### Work item
Each entry below is to be printed verbatim.
(Data for processing)
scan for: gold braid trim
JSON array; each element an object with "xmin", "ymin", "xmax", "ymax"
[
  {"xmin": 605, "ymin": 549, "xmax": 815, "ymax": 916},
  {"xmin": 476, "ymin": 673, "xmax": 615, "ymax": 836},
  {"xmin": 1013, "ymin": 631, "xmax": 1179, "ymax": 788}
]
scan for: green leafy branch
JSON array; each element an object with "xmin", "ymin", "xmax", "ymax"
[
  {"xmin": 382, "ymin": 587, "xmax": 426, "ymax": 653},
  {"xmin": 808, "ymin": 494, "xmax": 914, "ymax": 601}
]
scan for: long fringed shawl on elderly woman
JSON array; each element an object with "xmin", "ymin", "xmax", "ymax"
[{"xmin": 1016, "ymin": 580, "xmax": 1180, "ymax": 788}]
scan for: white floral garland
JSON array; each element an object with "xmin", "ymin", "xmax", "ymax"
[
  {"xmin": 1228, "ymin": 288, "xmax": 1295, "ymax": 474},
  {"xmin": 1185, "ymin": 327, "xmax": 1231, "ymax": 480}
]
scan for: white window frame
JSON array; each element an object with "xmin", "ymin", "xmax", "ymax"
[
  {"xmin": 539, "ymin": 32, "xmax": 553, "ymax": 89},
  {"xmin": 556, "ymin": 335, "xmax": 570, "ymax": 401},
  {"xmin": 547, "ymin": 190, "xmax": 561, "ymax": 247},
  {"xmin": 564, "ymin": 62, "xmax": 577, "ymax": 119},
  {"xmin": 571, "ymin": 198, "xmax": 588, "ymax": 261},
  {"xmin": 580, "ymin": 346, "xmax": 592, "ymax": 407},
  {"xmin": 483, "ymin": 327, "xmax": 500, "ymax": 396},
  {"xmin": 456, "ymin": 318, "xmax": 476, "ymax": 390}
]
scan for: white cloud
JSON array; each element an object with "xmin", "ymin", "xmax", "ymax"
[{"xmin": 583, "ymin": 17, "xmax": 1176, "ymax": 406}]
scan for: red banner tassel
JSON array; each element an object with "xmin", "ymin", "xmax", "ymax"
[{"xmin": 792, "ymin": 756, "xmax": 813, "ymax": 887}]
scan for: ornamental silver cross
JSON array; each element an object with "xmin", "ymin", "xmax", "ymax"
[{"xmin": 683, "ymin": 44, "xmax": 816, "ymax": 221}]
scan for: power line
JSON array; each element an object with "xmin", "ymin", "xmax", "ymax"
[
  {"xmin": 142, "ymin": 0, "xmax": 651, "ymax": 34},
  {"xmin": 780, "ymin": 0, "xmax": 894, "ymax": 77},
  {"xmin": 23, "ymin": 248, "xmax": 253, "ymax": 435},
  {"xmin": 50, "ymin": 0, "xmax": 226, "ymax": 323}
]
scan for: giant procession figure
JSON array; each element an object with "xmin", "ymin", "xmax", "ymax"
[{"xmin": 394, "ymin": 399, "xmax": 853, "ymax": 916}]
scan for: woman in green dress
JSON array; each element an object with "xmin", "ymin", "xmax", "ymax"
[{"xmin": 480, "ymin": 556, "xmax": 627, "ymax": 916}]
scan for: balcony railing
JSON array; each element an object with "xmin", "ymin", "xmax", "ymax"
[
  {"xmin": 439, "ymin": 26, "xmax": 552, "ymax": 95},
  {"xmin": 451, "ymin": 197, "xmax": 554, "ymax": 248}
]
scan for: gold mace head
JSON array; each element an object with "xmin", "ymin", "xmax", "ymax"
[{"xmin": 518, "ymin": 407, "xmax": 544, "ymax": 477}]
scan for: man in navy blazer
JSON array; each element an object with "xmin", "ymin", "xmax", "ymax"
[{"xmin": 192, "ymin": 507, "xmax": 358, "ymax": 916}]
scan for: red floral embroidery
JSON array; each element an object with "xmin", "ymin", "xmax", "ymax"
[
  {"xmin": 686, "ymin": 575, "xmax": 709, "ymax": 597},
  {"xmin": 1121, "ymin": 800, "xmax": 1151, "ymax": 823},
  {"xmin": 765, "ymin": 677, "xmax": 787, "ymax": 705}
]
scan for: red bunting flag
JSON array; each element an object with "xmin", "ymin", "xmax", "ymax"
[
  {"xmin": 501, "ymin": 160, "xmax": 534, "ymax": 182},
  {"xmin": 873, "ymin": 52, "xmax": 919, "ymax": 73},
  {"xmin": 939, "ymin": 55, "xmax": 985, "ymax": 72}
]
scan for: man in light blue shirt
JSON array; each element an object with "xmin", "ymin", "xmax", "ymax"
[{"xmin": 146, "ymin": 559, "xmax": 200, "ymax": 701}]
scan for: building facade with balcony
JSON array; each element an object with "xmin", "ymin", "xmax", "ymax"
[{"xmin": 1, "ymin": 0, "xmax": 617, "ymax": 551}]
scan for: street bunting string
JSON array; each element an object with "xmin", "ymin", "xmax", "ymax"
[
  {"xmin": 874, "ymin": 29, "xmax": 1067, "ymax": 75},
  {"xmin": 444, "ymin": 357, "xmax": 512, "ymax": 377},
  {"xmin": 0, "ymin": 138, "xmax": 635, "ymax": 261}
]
(End Data for processing)
### Answer to this task
scan for: gold braid trim
JSON array; each element an object with "xmin", "ymin", "xmax", "ymax"
[
  {"xmin": 605, "ymin": 549, "xmax": 815, "ymax": 916},
  {"xmin": 476, "ymin": 673, "xmax": 615, "ymax": 836},
  {"xmin": 1013, "ymin": 631, "xmax": 1179, "ymax": 788}
]
scan for: green leafy branch
JSON array; each element an object with "xmin", "ymin", "xmax", "ymax"
[
  {"xmin": 382, "ymin": 587, "xmax": 426, "ymax": 653},
  {"xmin": 808, "ymin": 494, "xmax": 914, "ymax": 601}
]
scan for: long fringed shawl on elderly woman
JSON array; each element an object with "xmin", "ymin", "xmax", "ymax"
[{"xmin": 1016, "ymin": 580, "xmax": 1180, "ymax": 788}]
scan for: white floral garland
JSON array; each element an object with "xmin", "ymin", "xmax", "ymax"
[
  {"xmin": 1228, "ymin": 288, "xmax": 1295, "ymax": 474},
  {"xmin": 1185, "ymin": 327, "xmax": 1231, "ymax": 480}
]
scan for: white window frame
JSON array; each element an object with "xmin", "ymin", "xmax", "ymax"
[
  {"xmin": 539, "ymin": 32, "xmax": 553, "ymax": 89},
  {"xmin": 556, "ymin": 335, "xmax": 570, "ymax": 401},
  {"xmin": 547, "ymin": 190, "xmax": 561, "ymax": 247},
  {"xmin": 564, "ymin": 62, "xmax": 577, "ymax": 119},
  {"xmin": 571, "ymin": 198, "xmax": 588, "ymax": 261},
  {"xmin": 580, "ymin": 346, "xmax": 592, "ymax": 407},
  {"xmin": 483, "ymin": 327, "xmax": 500, "ymax": 396},
  {"xmin": 456, "ymin": 318, "xmax": 476, "ymax": 390}
]
scan for: white cloud
JSON array; each element an object with "xmin", "ymin", "xmax", "ymax"
[{"xmin": 583, "ymin": 17, "xmax": 1176, "ymax": 406}]
scan for: red banner tassel
JSON array; each element an object with "xmin", "ymin", "xmax", "ymax"
[{"xmin": 792, "ymin": 756, "xmax": 813, "ymax": 887}]
scan for: ornamental silver cross
JSON array; each element an object with "xmin", "ymin", "xmax", "ymax"
[{"xmin": 683, "ymin": 44, "xmax": 816, "ymax": 221}]
scan for: power line
JSON array; each element an object with "xmin", "ymin", "xmax", "ymax"
[
  {"xmin": 142, "ymin": 0, "xmax": 651, "ymax": 34},
  {"xmin": 780, "ymin": 0, "xmax": 894, "ymax": 77},
  {"xmin": 23, "ymin": 248, "xmax": 253, "ymax": 435},
  {"xmin": 50, "ymin": 0, "xmax": 226, "ymax": 323}
]
scan for: giant procession figure
JSON array; each element an object with "xmin", "ymin", "xmax", "ymax"
[{"xmin": 394, "ymin": 399, "xmax": 853, "ymax": 916}]
scan for: woman in green dress
JSON array; each element an object with "xmin", "ymin", "xmax", "ymax"
[{"xmin": 480, "ymin": 556, "xmax": 627, "ymax": 916}]
scan for: balcony railing
JSON array; each element an object with "xmin", "ymin", "xmax", "ymax"
[
  {"xmin": 439, "ymin": 26, "xmax": 552, "ymax": 95},
  {"xmin": 451, "ymin": 197, "xmax": 554, "ymax": 248}
]
scan for: gold mace head
JSON array; each element an object with "xmin", "ymin", "xmax", "ymax"
[{"xmin": 518, "ymin": 407, "xmax": 544, "ymax": 477}]
scan for: man in navy blazer
JSON array; each element an object with "xmin", "ymin", "xmax", "ymax"
[{"xmin": 192, "ymin": 507, "xmax": 358, "ymax": 916}]
scan for: red floral embroidery
JSON array; each element an object with "xmin", "ymin", "xmax", "ymax"
[
  {"xmin": 686, "ymin": 575, "xmax": 709, "ymax": 597},
  {"xmin": 1121, "ymin": 800, "xmax": 1151, "ymax": 823},
  {"xmin": 765, "ymin": 677, "xmax": 787, "ymax": 705}
]
scan for: red bunting flag
JSON array; each element an object with "xmin", "ymin", "xmax", "ymax"
[
  {"xmin": 501, "ymin": 160, "xmax": 534, "ymax": 182},
  {"xmin": 873, "ymin": 52, "xmax": 919, "ymax": 73},
  {"xmin": 939, "ymin": 55, "xmax": 985, "ymax": 72}
]
scan for: man in light blue shirt
JSON array; each element an object with "xmin", "ymin", "xmax", "ymax"
[{"xmin": 146, "ymin": 559, "xmax": 200, "ymax": 701}]
scan for: building facade with balcony
JSON array; each element an object with "xmin", "ymin", "xmax", "ymax"
[{"xmin": 1, "ymin": 0, "xmax": 617, "ymax": 551}]
scan for: street bunting string
JSON array; each element an object with "xmin", "ymin", "xmax", "ymax"
[
  {"xmin": 874, "ymin": 29, "xmax": 1067, "ymax": 75},
  {"xmin": 444, "ymin": 357, "xmax": 512, "ymax": 377},
  {"xmin": 0, "ymin": 138, "xmax": 635, "ymax": 261}
]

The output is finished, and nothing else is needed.